■ Your goal
With pictures omitted, output the records below exactly as they appear.

** Opening Dataset extract block **

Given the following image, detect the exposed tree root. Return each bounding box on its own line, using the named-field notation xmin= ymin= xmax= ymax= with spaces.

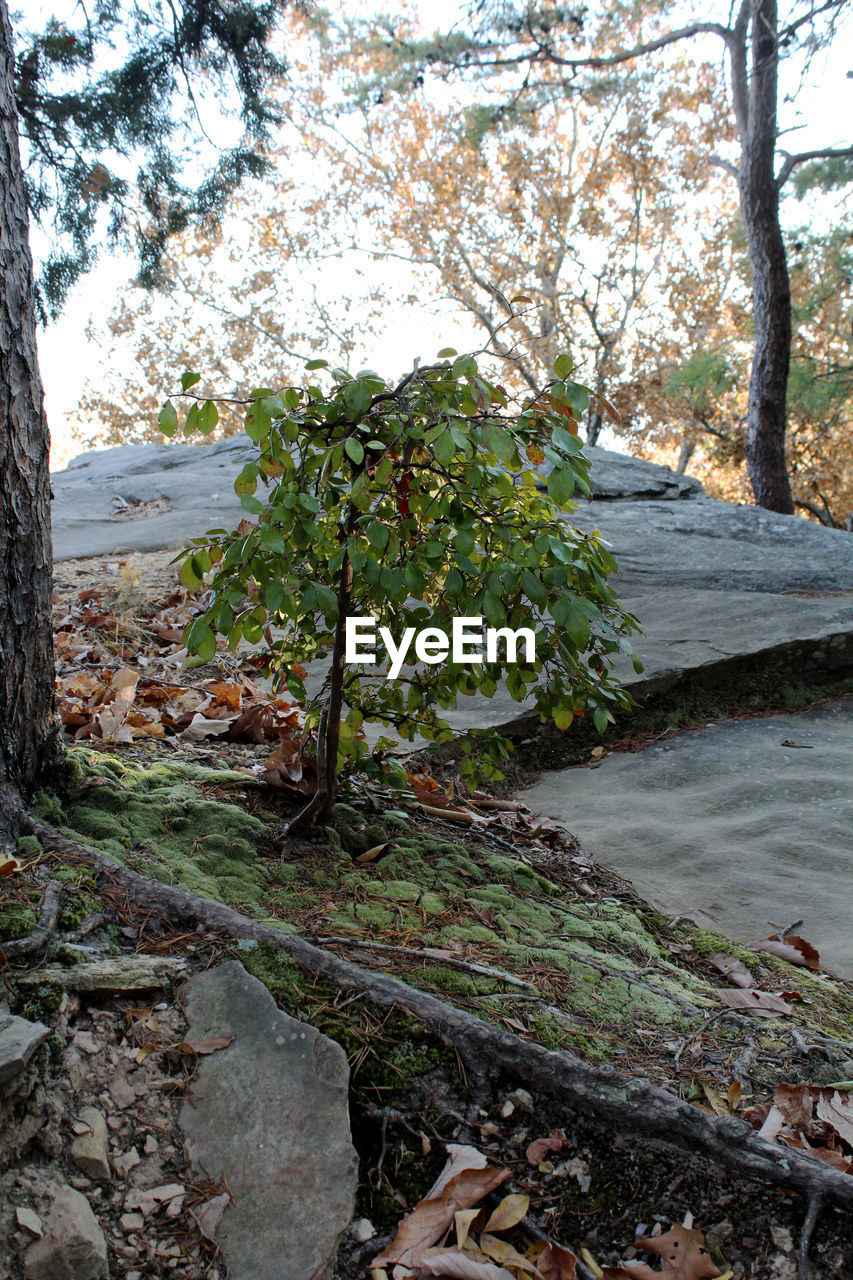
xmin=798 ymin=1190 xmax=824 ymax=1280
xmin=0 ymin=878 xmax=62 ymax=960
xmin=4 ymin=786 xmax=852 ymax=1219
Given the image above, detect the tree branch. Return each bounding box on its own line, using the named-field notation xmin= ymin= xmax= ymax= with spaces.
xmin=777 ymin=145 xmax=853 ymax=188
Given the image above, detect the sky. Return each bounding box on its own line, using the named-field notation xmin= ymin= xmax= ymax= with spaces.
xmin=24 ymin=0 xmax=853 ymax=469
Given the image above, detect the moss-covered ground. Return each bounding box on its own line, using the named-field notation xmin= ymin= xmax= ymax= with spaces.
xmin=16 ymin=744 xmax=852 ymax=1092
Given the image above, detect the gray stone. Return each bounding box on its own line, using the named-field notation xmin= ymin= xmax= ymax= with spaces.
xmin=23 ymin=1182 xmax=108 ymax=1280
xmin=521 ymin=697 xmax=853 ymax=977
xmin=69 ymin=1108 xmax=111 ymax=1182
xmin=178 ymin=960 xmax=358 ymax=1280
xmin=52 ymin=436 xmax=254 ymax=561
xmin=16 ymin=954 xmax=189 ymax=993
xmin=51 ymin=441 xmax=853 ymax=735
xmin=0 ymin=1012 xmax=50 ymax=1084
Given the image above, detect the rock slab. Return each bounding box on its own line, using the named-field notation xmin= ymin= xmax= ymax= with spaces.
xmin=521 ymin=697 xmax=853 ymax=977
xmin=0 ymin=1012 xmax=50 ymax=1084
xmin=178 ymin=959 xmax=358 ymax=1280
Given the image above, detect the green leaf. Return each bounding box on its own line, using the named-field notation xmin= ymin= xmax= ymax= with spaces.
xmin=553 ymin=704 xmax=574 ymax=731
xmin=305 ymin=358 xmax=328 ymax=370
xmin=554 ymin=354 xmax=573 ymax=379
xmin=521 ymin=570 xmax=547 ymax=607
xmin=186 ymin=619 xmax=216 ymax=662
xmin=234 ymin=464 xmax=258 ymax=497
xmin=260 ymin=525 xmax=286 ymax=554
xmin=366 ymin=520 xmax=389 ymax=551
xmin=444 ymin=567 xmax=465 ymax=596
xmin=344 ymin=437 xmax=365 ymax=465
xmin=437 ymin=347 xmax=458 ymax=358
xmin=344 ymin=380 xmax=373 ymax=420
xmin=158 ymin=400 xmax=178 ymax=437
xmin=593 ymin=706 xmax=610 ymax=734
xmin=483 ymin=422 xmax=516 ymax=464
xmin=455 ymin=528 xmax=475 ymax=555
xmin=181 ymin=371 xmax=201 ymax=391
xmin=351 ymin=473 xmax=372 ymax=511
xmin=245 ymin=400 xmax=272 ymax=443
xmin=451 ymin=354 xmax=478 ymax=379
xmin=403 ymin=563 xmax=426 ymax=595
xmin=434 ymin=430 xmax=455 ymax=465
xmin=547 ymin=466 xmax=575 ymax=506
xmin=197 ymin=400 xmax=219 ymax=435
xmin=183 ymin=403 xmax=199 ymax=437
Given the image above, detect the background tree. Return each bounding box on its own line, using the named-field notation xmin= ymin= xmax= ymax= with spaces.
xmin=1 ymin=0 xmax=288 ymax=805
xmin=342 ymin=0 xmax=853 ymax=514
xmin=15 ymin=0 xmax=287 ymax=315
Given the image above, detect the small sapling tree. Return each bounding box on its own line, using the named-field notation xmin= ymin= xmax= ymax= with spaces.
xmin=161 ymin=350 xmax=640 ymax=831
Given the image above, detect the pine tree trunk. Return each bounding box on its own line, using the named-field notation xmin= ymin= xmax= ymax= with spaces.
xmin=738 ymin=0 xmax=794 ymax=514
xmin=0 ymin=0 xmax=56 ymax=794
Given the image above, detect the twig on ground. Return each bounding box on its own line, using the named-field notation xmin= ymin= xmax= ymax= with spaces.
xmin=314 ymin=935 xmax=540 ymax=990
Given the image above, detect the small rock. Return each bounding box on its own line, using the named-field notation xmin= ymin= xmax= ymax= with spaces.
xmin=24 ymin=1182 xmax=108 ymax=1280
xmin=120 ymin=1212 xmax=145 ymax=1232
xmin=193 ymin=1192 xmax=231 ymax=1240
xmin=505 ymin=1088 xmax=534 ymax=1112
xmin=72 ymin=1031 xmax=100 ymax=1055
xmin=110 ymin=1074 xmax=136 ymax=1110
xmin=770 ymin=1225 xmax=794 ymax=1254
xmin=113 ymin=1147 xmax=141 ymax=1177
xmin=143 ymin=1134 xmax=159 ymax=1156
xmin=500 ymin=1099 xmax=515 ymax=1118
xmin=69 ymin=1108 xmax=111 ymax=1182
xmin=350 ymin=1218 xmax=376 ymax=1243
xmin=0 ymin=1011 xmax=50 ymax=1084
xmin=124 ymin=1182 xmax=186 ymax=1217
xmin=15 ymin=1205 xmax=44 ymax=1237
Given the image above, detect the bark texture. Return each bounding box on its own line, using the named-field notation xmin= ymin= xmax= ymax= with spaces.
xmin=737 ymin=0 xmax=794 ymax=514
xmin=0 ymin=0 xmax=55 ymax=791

** Closing Dataset extract block **

■ Exercise output
Given the following image, detect the exposed tree root. Return each bounding box on its own line, using the named-field notation xmin= ymin= xmax= ymax= with spaces.

xmin=798 ymin=1190 xmax=824 ymax=1280
xmin=0 ymin=878 xmax=62 ymax=960
xmin=4 ymin=786 xmax=852 ymax=1219
Given the image above, detect the tree branch. Return each bounding box on its own line, using the named-field notation xmin= ymin= xmax= ymax= with spaces.
xmin=777 ymin=145 xmax=853 ymax=188
Given the image above, detect the sky. Return each bounding box on its own line, using the named-field notation xmin= ymin= xmax= ymax= with spaces.
xmin=24 ymin=0 xmax=853 ymax=469
Given the image above, detect the moss-covered ground. Return each bounding box on its own line, using the named-field notation xmin= ymin= xmax= ymax= with spaces.
xmin=16 ymin=744 xmax=852 ymax=1092
Given the image above, detect the gray stone. Return each bounding box on its own line, using the named-field notation xmin= ymin= xmax= ymax= with spaces.
xmin=23 ymin=1182 xmax=108 ymax=1280
xmin=521 ymin=697 xmax=853 ymax=977
xmin=69 ymin=1108 xmax=111 ymax=1182
xmin=178 ymin=960 xmax=358 ymax=1280
xmin=52 ymin=436 xmax=254 ymax=561
xmin=16 ymin=954 xmax=189 ymax=993
xmin=51 ymin=441 xmax=853 ymax=735
xmin=0 ymin=1012 xmax=50 ymax=1084
Given the image above, detect the rock slab. Return each bounding box on its own line, using the named-field notation xmin= ymin= xmax= ymax= with spaces.
xmin=521 ymin=697 xmax=853 ymax=977
xmin=0 ymin=1012 xmax=50 ymax=1084
xmin=178 ymin=959 xmax=358 ymax=1280
Given the image above, detect the green leaf. Return each bounding box on its own line, using the named-field notation xmin= ymin= xmax= ymax= with spaces.
xmin=553 ymin=704 xmax=574 ymax=731
xmin=305 ymin=358 xmax=328 ymax=370
xmin=554 ymin=354 xmax=573 ymax=379
xmin=521 ymin=570 xmax=547 ymax=607
xmin=186 ymin=619 xmax=216 ymax=662
xmin=234 ymin=464 xmax=258 ymax=497
xmin=260 ymin=525 xmax=286 ymax=554
xmin=366 ymin=520 xmax=389 ymax=551
xmin=444 ymin=567 xmax=465 ymax=596
xmin=344 ymin=437 xmax=365 ymax=465
xmin=437 ymin=347 xmax=458 ymax=358
xmin=344 ymin=380 xmax=373 ymax=420
xmin=158 ymin=400 xmax=178 ymax=437
xmin=593 ymin=706 xmax=610 ymax=734
xmin=483 ymin=422 xmax=516 ymax=464
xmin=455 ymin=528 xmax=475 ymax=555
xmin=181 ymin=371 xmax=201 ymax=391
xmin=351 ymin=473 xmax=372 ymax=511
xmin=245 ymin=400 xmax=272 ymax=443
xmin=451 ymin=354 xmax=478 ymax=379
xmin=403 ymin=563 xmax=426 ymax=595
xmin=434 ymin=430 xmax=455 ymax=465
xmin=547 ymin=466 xmax=575 ymax=506
xmin=197 ymin=400 xmax=219 ymax=435
xmin=183 ymin=403 xmax=199 ymax=437
Given the image above, detect the background tree. Return each bounding box on its own line, using the named-field notation xmin= ymin= xmax= ymax= with spaces.
xmin=1 ymin=0 xmax=288 ymax=805
xmin=342 ymin=0 xmax=853 ymax=514
xmin=15 ymin=0 xmax=287 ymax=315
Given the image above, detect the small sapling tree. Return each bounding box on its own line, using the named-field notation xmin= ymin= xmax= ymax= with spaces.
xmin=161 ymin=350 xmax=640 ymax=831
Given the image above, detect the pine tree trunk. Return each bounding box on its own line, using the named-field notation xmin= ymin= xmax= ymax= with spaces.
xmin=738 ymin=0 xmax=794 ymax=514
xmin=0 ymin=0 xmax=56 ymax=794
Given the image above, detect the twig on ground. Return each bounding box on its own line, using the named-field notation xmin= ymin= xmax= ymax= with spaces.
xmin=314 ymin=935 xmax=540 ymax=990
Given the image above, detect the small rock. Return each bounding box on its own line, using the named-field notation xmin= ymin= xmax= ymax= with spaces.
xmin=24 ymin=1182 xmax=108 ymax=1280
xmin=120 ymin=1212 xmax=145 ymax=1232
xmin=193 ymin=1192 xmax=231 ymax=1240
xmin=505 ymin=1088 xmax=534 ymax=1112
xmin=72 ymin=1031 xmax=100 ymax=1055
xmin=110 ymin=1074 xmax=136 ymax=1110
xmin=770 ymin=1225 xmax=794 ymax=1254
xmin=113 ymin=1147 xmax=141 ymax=1177
xmin=143 ymin=1134 xmax=159 ymax=1156
xmin=500 ymin=1099 xmax=515 ymax=1118
xmin=69 ymin=1108 xmax=111 ymax=1182
xmin=350 ymin=1218 xmax=376 ymax=1243
xmin=0 ymin=1011 xmax=50 ymax=1084
xmin=124 ymin=1182 xmax=186 ymax=1217
xmin=15 ymin=1205 xmax=44 ymax=1237
Given the image above, detect the bark texture. Return each bounding box on its own line, using the named-field notation xmin= ymin= xmax= ymax= with spaces.
xmin=737 ymin=0 xmax=794 ymax=514
xmin=0 ymin=0 xmax=55 ymax=791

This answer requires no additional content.